_Task details:_ Report each line below that contains the string "steep". Case counts.

Source data
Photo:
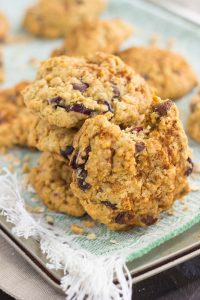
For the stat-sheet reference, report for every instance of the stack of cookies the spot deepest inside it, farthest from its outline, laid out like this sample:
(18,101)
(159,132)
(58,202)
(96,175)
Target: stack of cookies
(112,148)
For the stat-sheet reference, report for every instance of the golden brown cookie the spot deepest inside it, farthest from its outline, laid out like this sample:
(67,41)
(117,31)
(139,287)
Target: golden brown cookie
(55,18)
(15,119)
(49,138)
(193,125)
(4,26)
(69,90)
(127,177)
(51,180)
(95,35)
(167,71)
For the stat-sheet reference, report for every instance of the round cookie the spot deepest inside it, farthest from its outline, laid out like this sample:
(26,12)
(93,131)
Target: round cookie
(167,71)
(55,18)
(49,138)
(67,91)
(193,124)
(51,180)
(99,35)
(15,119)
(127,177)
(4,26)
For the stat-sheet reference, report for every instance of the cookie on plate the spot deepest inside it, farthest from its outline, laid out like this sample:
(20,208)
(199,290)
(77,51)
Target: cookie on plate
(49,138)
(51,179)
(168,72)
(4,26)
(15,119)
(55,18)
(95,35)
(193,125)
(69,90)
(127,177)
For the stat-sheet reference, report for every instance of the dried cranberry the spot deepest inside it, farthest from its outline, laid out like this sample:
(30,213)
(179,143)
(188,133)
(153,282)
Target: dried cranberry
(80,108)
(149,220)
(163,108)
(189,170)
(139,147)
(67,151)
(81,87)
(107,104)
(109,204)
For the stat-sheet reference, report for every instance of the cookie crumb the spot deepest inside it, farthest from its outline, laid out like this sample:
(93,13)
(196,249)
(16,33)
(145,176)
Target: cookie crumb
(49,220)
(91,236)
(89,223)
(77,229)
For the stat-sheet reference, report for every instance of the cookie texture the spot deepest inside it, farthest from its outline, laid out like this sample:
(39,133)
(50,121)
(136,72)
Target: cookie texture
(4,26)
(67,91)
(49,138)
(167,71)
(55,18)
(51,180)
(127,177)
(15,119)
(99,35)
(193,124)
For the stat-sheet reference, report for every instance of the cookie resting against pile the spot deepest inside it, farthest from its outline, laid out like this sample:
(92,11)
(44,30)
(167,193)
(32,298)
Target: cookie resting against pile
(4,27)
(167,71)
(15,119)
(55,18)
(99,35)
(69,90)
(51,180)
(127,177)
(193,125)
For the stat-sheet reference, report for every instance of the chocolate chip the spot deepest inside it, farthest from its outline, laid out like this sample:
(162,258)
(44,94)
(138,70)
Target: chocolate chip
(81,87)
(149,220)
(82,175)
(80,108)
(109,204)
(137,129)
(109,107)
(189,170)
(67,151)
(116,91)
(139,147)
(56,100)
(123,216)
(73,163)
(163,108)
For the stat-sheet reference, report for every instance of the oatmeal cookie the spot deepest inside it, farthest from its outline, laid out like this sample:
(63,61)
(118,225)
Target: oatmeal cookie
(193,125)
(49,138)
(4,26)
(67,91)
(127,177)
(15,119)
(55,18)
(99,35)
(167,71)
(51,180)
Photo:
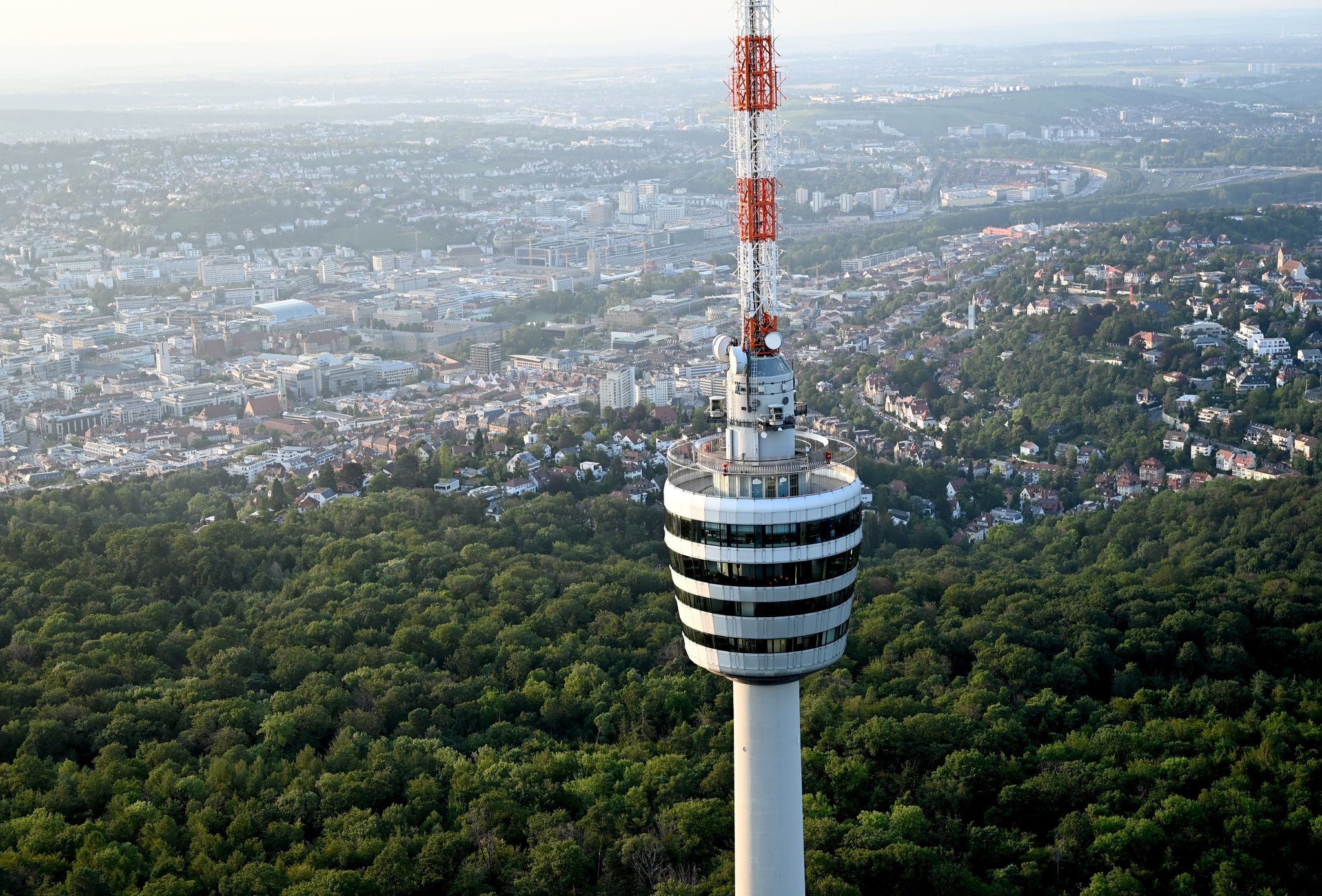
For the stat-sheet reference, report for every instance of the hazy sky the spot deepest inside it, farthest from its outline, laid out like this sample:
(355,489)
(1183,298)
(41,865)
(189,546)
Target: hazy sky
(50,44)
(470,24)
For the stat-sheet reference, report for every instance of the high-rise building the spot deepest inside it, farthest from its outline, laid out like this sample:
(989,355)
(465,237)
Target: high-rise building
(485,358)
(629,200)
(763,522)
(219,270)
(618,389)
(884,198)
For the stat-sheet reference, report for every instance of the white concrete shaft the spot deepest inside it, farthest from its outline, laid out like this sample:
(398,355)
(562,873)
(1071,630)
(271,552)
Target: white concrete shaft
(768,792)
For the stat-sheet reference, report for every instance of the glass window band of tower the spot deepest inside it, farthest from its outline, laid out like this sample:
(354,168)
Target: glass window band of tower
(763,608)
(793,535)
(758,575)
(766,646)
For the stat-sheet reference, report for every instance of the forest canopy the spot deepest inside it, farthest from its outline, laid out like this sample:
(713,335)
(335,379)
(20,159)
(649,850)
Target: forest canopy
(397,694)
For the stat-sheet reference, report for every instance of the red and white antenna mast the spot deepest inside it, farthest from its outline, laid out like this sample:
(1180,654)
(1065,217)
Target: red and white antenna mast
(754,131)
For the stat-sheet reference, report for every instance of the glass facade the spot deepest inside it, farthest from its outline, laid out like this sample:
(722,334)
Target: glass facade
(763,575)
(764,536)
(764,608)
(766,646)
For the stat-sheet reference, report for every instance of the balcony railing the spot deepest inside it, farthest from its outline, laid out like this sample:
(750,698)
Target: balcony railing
(812,453)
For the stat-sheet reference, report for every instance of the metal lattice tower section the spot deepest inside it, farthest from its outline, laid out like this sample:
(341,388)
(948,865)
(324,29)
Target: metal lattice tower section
(763,521)
(754,131)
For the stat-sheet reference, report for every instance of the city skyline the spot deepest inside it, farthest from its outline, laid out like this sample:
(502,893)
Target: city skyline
(303,34)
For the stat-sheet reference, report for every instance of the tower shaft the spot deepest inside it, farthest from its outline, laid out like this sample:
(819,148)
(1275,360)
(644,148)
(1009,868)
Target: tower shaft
(768,792)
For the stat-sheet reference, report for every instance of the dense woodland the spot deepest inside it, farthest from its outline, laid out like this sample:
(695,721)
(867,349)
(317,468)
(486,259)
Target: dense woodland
(397,695)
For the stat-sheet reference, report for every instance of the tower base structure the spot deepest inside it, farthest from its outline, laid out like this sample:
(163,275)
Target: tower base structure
(768,791)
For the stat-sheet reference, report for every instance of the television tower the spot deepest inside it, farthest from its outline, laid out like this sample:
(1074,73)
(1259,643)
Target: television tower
(763,521)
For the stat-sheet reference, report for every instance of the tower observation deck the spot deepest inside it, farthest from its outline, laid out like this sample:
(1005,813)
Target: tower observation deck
(763,521)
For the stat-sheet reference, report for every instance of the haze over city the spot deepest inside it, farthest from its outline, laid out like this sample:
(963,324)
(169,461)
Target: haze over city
(681,450)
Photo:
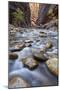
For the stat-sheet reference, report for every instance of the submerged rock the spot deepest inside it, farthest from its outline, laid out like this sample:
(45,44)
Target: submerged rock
(13,56)
(49,44)
(18,47)
(52,65)
(40,56)
(30,63)
(18,82)
(28,41)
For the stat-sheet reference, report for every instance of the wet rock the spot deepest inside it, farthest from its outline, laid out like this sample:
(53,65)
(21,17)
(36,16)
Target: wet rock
(49,44)
(43,34)
(52,65)
(28,44)
(30,63)
(40,56)
(18,47)
(13,56)
(28,41)
(17,82)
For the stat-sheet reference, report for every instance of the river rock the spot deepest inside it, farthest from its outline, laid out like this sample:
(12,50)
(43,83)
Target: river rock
(52,65)
(28,44)
(17,82)
(49,44)
(43,34)
(40,56)
(28,41)
(13,56)
(30,63)
(17,47)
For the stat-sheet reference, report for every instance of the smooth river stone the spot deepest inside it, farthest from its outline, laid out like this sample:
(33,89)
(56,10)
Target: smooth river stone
(18,82)
(13,56)
(48,44)
(30,62)
(40,56)
(43,34)
(52,65)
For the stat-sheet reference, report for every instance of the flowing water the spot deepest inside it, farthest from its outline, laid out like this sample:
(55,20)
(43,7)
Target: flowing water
(40,76)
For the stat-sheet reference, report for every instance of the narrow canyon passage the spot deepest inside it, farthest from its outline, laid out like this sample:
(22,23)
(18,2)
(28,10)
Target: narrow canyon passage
(33,47)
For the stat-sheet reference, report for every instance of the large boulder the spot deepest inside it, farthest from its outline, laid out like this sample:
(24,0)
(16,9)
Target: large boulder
(13,56)
(52,65)
(30,62)
(17,82)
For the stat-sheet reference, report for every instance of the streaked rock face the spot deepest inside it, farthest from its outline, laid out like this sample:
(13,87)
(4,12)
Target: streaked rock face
(17,82)
(52,65)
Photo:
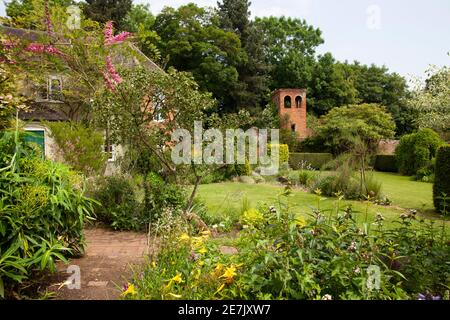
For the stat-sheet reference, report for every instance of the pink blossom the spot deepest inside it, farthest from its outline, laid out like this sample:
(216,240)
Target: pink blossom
(9,44)
(112,70)
(40,48)
(117,39)
(48,22)
(108,30)
(6,60)
(108,82)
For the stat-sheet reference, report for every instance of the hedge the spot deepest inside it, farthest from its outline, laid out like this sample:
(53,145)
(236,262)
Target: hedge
(316,160)
(442,179)
(386,163)
(283,152)
(416,150)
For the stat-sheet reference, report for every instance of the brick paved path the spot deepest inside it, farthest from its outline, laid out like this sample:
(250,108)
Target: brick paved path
(106,266)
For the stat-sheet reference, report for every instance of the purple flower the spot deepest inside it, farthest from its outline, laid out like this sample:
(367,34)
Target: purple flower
(112,70)
(194,256)
(48,22)
(108,30)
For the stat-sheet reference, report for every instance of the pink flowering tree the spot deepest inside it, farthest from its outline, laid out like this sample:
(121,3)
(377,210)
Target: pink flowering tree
(82,57)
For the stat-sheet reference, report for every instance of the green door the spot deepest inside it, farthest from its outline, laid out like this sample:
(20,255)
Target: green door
(38,137)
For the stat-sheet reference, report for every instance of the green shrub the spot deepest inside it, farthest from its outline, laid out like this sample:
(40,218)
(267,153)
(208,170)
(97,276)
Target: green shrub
(119,206)
(385,163)
(441,187)
(281,255)
(416,150)
(42,213)
(347,183)
(80,146)
(160,196)
(306,177)
(316,160)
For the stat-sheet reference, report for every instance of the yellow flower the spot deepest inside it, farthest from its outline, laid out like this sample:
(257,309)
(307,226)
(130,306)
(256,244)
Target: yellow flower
(176,296)
(229,274)
(177,278)
(219,267)
(206,233)
(197,242)
(300,221)
(220,288)
(184,237)
(130,290)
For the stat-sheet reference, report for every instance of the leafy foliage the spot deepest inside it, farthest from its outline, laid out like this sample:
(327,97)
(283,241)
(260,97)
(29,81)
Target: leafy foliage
(365,122)
(316,160)
(441,187)
(108,10)
(280,255)
(42,212)
(118,203)
(80,146)
(432,101)
(386,163)
(416,150)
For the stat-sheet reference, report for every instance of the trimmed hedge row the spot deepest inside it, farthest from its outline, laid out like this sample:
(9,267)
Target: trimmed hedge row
(316,160)
(283,151)
(386,163)
(442,179)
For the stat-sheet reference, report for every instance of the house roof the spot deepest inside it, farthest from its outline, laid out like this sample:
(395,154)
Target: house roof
(44,111)
(35,35)
(40,112)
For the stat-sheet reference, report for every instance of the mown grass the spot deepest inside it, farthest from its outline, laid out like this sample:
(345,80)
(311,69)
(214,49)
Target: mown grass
(226,198)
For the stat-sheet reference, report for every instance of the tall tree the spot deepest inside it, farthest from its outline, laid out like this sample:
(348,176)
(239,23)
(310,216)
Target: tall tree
(432,101)
(253,70)
(141,21)
(376,84)
(289,48)
(193,41)
(331,85)
(108,10)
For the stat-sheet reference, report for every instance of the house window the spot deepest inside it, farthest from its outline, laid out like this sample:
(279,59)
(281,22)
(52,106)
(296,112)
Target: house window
(298,102)
(287,102)
(55,88)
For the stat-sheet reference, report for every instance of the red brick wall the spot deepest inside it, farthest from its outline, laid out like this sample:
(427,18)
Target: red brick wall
(296,115)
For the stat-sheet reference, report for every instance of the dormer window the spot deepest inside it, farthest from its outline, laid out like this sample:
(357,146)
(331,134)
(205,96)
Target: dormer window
(287,102)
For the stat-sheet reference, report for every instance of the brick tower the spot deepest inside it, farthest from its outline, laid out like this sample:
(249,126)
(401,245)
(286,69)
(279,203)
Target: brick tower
(291,104)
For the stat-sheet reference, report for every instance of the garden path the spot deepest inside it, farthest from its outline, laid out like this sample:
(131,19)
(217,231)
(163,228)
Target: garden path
(105,267)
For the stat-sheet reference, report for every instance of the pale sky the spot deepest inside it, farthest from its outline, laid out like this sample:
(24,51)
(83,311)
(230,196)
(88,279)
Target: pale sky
(404,35)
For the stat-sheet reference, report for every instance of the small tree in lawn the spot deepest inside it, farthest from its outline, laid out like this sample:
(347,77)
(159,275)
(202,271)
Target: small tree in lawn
(356,130)
(432,101)
(148,106)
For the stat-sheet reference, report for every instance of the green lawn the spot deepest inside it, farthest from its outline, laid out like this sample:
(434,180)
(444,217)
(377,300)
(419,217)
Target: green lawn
(226,198)
(406,193)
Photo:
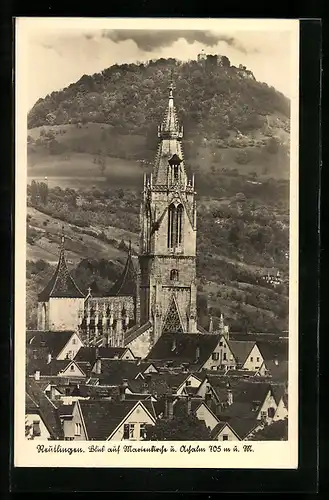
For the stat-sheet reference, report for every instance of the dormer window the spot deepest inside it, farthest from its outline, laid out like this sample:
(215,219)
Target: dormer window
(36,428)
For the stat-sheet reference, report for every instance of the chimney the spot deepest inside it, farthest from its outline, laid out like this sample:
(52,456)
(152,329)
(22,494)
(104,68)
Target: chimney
(122,389)
(169,406)
(52,392)
(173,345)
(98,366)
(189,405)
(208,398)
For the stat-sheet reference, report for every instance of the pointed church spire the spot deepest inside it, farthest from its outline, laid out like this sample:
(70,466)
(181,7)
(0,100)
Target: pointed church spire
(61,285)
(170,134)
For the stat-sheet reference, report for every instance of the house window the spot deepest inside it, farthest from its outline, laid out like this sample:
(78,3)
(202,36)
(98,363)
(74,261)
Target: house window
(176,172)
(36,428)
(142,431)
(271,412)
(77,430)
(128,431)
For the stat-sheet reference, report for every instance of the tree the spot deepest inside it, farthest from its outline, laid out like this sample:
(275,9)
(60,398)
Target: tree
(183,428)
(277,431)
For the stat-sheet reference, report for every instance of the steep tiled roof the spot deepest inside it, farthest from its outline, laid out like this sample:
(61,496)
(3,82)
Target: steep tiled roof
(194,349)
(243,426)
(49,369)
(240,349)
(247,398)
(271,350)
(61,283)
(37,401)
(126,283)
(90,354)
(102,417)
(158,383)
(95,392)
(52,340)
(134,332)
(113,371)
(219,427)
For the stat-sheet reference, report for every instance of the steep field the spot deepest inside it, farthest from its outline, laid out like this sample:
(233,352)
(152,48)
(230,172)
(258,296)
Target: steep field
(95,139)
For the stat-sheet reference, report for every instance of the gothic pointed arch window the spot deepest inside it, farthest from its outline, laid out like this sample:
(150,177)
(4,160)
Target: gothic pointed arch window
(175,225)
(174,275)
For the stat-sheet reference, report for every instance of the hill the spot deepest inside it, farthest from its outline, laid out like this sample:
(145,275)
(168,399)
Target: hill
(95,139)
(230,121)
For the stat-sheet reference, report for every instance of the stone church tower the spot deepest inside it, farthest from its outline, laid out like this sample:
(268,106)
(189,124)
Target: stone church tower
(60,302)
(168,236)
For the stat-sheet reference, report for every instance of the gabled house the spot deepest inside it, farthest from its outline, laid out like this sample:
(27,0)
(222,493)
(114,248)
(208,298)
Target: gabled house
(72,422)
(247,355)
(275,359)
(281,399)
(246,399)
(58,345)
(111,372)
(42,420)
(65,368)
(159,384)
(91,354)
(224,432)
(106,420)
(196,351)
(187,406)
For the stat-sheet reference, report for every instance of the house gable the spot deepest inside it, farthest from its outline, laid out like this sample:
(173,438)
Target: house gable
(204,413)
(225,433)
(268,407)
(254,360)
(222,356)
(281,411)
(71,348)
(190,381)
(138,415)
(72,370)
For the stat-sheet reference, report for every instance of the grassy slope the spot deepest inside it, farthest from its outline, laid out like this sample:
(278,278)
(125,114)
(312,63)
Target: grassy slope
(76,169)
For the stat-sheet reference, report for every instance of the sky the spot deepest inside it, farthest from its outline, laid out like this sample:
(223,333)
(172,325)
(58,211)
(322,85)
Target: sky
(60,54)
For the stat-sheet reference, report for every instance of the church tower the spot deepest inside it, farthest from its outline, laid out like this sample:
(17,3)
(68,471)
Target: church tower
(61,301)
(168,236)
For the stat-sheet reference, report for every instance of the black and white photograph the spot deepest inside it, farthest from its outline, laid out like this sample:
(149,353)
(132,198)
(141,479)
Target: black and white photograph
(156,212)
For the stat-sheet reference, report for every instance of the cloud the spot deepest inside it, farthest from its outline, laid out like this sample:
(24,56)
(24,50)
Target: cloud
(150,41)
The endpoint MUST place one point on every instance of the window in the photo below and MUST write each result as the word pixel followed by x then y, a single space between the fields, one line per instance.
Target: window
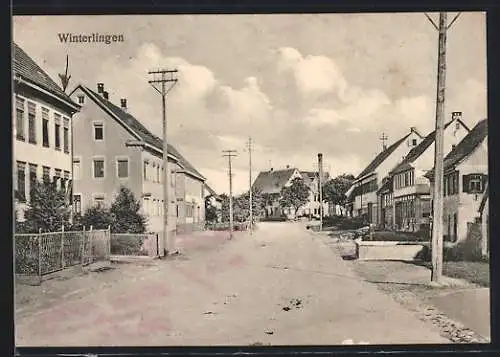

_Response to this task:_
For the stat-sheet reference, report for every instance of the steep tiled roof the spot deepest inside it, farthest from its outline, laid out like this sample:
Target: steep tiled roof
For the stat-sheet reference, report for every instance of the steep field the spot deepest inside it, farthest from its outline, laid out like this sample:
Target: steep field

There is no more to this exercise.